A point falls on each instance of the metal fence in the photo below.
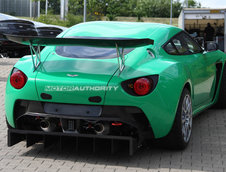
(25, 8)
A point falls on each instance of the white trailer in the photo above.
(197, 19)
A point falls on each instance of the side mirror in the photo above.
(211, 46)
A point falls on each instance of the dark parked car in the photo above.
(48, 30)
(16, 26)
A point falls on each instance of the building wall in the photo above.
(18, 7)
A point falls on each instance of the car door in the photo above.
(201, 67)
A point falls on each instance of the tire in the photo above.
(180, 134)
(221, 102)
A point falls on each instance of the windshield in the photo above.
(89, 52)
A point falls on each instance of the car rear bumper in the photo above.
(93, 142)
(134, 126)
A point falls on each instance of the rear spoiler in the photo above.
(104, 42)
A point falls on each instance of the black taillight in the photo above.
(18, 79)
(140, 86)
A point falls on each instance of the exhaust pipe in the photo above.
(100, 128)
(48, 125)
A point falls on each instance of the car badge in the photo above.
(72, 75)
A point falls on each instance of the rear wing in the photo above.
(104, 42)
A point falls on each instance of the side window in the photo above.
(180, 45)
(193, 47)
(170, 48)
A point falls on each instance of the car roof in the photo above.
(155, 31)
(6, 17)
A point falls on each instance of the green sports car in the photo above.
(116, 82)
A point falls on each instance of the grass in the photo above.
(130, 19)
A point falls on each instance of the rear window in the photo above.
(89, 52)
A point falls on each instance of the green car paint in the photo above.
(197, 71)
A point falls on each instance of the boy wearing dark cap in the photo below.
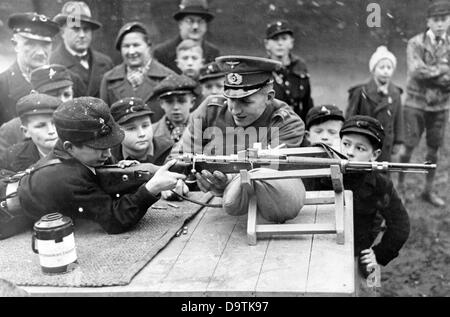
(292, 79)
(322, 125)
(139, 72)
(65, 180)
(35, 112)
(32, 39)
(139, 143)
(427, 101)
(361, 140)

**Work item**
The copy must match every line of the data exactly and contain no pictures.

**Final answer**
A point falls on each instance of the metal fence in the photo below.
(25, 8)
A point falls on each instance of the white trailer in the photo above.
(197, 19)
A point falls on each instance of the side mirror in the photo above.
(211, 46)
A point falls on each instance of the dark parked car in the photo above.
(48, 30)
(16, 26)
A point falls on each instance of the building wall in the photo above.
(18, 7)
A point falls on each instance of the car door in the photo above.
(201, 67)
A point falls on each instance of the tire in the photo above.
(180, 134)
(221, 102)
A point falls on each instance of the windshield in the photo above.
(89, 52)
A point falls on each instance of the car rear bumper in the photo above.
(93, 142)
(134, 126)
A point falls on each instance of the rear spoiler in the photo above.
(104, 42)
A point falls on each instance of the black taillight in the photo above.
(18, 79)
(140, 86)
A point falls on each instance of the exhaust pipe in the photo above.
(100, 128)
(48, 125)
A point falls on each instance of the car badge in the photo above.
(72, 75)
A point falls on each instance of the rear wing in the photo above.
(104, 42)
A point falls on each instance of the side window in the photo above.
(180, 45)
(193, 47)
(170, 48)
A point falls on each instance of the car roof in the photo above.
(155, 31)
(6, 17)
A point falls on each instance of the green sports car in the photo above.
(116, 82)
A point falls on each instance of the grass in the photo above.
(130, 19)
A point falls on each instance of the rear window in the photo above.
(89, 52)
A point falls on each instance of the green car paint in the photo above.
(197, 71)
A point falls on each instance of the boy wearing dark cap in the photo below.
(292, 79)
(322, 125)
(139, 72)
(65, 180)
(35, 112)
(32, 39)
(139, 143)
(427, 101)
(361, 140)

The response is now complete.